--- What you have to do ---
Within the listing, each line that has the string "shorts" should be copied.

--- Given records ---
========================================
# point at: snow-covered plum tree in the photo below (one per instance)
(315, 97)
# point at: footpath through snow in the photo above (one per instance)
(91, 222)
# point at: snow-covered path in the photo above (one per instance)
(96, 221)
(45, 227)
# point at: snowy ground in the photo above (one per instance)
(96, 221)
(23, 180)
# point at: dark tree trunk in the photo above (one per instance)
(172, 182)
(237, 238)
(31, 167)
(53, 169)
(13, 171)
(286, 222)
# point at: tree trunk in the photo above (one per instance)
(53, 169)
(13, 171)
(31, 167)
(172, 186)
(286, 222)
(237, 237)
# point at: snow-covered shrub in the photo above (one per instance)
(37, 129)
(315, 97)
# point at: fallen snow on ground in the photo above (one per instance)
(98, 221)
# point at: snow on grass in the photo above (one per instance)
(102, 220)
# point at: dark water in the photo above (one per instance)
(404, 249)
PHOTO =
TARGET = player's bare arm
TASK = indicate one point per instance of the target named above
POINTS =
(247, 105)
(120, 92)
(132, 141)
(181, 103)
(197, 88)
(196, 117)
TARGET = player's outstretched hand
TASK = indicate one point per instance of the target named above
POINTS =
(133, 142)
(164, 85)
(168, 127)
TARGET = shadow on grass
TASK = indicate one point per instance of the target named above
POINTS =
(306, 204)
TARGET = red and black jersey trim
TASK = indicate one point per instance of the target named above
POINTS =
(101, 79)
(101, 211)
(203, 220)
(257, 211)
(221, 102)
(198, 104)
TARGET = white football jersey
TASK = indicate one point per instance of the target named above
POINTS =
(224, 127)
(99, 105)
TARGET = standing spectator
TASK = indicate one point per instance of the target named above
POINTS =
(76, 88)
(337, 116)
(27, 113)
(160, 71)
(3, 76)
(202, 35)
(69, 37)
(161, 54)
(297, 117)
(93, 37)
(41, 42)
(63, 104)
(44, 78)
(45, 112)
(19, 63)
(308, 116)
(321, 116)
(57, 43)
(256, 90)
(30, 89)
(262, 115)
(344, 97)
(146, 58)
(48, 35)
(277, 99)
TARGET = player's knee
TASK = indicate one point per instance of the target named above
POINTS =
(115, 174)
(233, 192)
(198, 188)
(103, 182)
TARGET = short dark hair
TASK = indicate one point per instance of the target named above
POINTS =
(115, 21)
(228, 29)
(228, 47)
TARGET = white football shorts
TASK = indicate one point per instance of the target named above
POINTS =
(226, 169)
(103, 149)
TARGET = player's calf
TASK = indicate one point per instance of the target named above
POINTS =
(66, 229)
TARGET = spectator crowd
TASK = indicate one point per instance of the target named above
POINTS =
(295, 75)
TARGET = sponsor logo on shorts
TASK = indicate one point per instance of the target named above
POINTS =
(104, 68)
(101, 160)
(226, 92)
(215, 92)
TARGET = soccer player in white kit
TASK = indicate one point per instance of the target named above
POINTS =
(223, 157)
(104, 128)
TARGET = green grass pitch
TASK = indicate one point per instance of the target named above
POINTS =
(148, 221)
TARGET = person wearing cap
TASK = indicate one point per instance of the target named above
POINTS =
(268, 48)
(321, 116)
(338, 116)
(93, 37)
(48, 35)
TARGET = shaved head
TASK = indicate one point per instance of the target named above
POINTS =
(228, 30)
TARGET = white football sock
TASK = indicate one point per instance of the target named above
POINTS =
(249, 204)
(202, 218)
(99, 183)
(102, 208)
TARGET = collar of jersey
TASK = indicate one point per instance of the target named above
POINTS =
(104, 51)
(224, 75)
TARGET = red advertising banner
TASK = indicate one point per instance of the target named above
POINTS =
========================================
--- Written reply ---
TARGET = white football shorts
TARGET = sponsor logo on shorts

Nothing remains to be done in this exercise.